▶ [WHAT YOU WILL DO] From the article about The Bay fish and chip shop, reproduce word for word the passage that begins at "But it was the" and ends after "country in 2013.".

“I didn’t know anything about it until I saw that tweet from STV News,” says Richardson, 45, proprietor of The Bay in the picturesque Scottish port of Stonehaven. What’s more his position at number 31 in the Lonely Planet travel guide’s list of the world’s top 500 food experiences put his fish and chips above every other British entry, including Fortnum & Mason’s Scotch egg and Heston Blumenthal’s three Michelin-starred fare at the Fat Duck restaurant in Bray, Berkshire.
Not surprisingly locals and tourists alike are flocking to his takeaway-only shop on the Beach Promenade in Stonehaven (population 11,600), where he sells an impressive 1,000 servings a day, seven days a week, with haddock and chips “the bestseller by a mile”. No wonder the staff headcount has spiralled to 20 from the team of fi ve that launched The Bay 12 years ago this month.
Mindful of his cosmopolitan clientele, Richardson produces menus in a range of foreign languages and even a version in braille.
“The tourist season has really changed,” he says.
“It used to be April to September whereas now it is nearly all year round to be honest. With the pound being so weak against the euro we really do get a lot of visitors.”
One of the features of The Bay that appealed to the judges was its commitment to sustain ability. The starch from the potatoes is collected with a special piece of kit and returned to the farmer to feed his livestock and it sources almost 90 per cent of ingredients locally – white fish from the trawlers that pull into Peterhead harbour 50 miles to the north and shellfish such as lobster from local Stonehaven pots.
He can even name the boat that your fish came in from.
“We get our scampi from Jimmy Buchan, the skipper of The Amity that was in the Trawlermen TV series,” says Richardson.
“He hand-peels scampi for me. And this week I’ve had on fresh local lobsters. I’ll put them on again this weekend actually. So we just try to keep it fresh and interesting.”
All this hard work and attention to detail has paid off. The Bay’s website lists no fewer than 44 awards, including Best New Foodservice Product for its fishcakes and Fish and Chip Shop of the Year.
But it was the Young Fish Frier of the Year award Richardson won in 2004 that gave him the confidence to sell up a chippy on Stonehaven’s high street called The Carron – the shop that invented the deep-fried Mars bar in 1995 – and invest in a property on the seafront.
The gamble quickly paid off and The Bay caught the attention of the organisers of the Hankyu British Fair, a prestigious showcase of UK products laid on each year by one of Japan’s leading department stores, when it was named the best fish and chip shop in the country in 2013.
They invited Richardson to succeed the fivestar Savoy Hotel as the host of a pop-up restaurant.
“I exported all the fish from here. I got my fish supplier to cut it for me, portion it up and send it out to Japan. Then I went out there and created fish and chips for them using my own bespoke batter and my own bespoke curry sauce.”

▶ [PROVIDED INFORMATION]
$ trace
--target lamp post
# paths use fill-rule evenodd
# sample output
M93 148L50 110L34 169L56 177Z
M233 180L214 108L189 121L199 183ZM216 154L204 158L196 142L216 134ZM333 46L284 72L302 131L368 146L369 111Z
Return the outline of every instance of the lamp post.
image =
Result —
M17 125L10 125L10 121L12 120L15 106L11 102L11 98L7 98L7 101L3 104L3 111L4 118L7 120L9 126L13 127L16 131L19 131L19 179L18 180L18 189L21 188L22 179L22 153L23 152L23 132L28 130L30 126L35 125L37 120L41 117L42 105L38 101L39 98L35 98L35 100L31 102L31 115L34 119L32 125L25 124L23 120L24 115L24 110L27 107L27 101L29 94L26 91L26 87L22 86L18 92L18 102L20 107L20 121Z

▶ [ANSWER TO THIS PROBLEM]
But it was the Young Fish Frier of the Year award Richardson won in 2004 that gave him the confidence to sell up a chippy on Stonehaven’s high street called The Carron – the shop that invented the deep-fried Mars bar in 1995 – and invest in a property on the seafront.
The gamble quickly paid off and The Bay caught the attention of the organisers of the Hankyu British Fair, a prestigious showcase of UK products laid on each year by one of Japan’s leading department stores, when it was named the best fish and chip shop in the country in 2013.